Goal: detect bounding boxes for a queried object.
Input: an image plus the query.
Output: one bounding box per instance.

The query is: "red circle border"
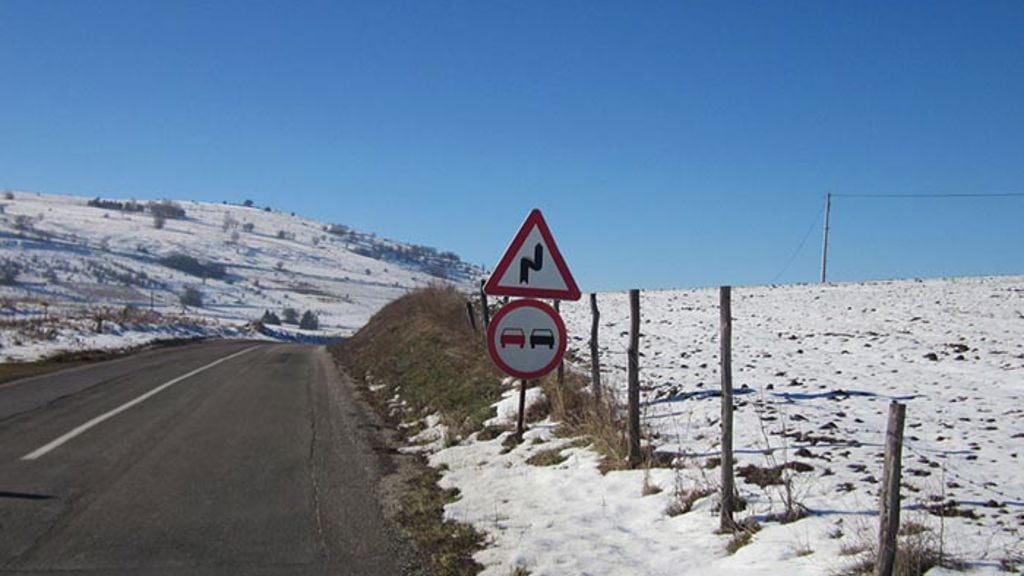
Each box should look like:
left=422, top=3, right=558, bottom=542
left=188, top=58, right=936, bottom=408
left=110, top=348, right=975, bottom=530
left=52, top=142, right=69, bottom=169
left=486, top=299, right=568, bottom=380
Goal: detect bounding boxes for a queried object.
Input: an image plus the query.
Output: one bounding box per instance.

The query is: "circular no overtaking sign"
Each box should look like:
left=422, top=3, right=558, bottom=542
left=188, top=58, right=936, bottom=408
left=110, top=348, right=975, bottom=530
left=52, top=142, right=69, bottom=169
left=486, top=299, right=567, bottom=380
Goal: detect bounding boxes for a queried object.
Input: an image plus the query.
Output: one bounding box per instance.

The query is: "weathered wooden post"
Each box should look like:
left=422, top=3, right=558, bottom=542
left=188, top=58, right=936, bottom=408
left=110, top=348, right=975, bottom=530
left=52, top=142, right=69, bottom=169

.....

The answer must be an exact restatement of all the records, with no pictures included.

Goal: detect bounding boxes for a queried object.
Input: an image plus the query.
Output: one bounding box per instance.

The query is: "red circle border"
Each box should look like:
left=422, top=3, right=558, bottom=542
left=188, top=58, right=936, bottom=408
left=110, top=348, right=975, bottom=530
left=52, top=142, right=69, bottom=169
left=486, top=299, right=568, bottom=380
Goal: detect bounding boxes for a queried object.
Input: an image plus the query.
Output: one bounding box per instance.

The query is: "circular no overtaking sign"
Each box should look like:
left=422, top=3, right=558, bottom=542
left=188, top=58, right=936, bottom=408
left=110, top=348, right=975, bottom=530
left=52, top=142, right=69, bottom=169
left=486, top=299, right=567, bottom=380
Goal: detect bounding boxes for a queried object.
Input: an image plus the query.
Output: one bounding box per instance.

The query is: "weathered wooden post"
Each box should look like:
left=422, top=3, right=558, bottom=542
left=188, top=58, right=936, bottom=408
left=110, top=348, right=975, bottom=530
left=52, top=142, right=69, bottom=169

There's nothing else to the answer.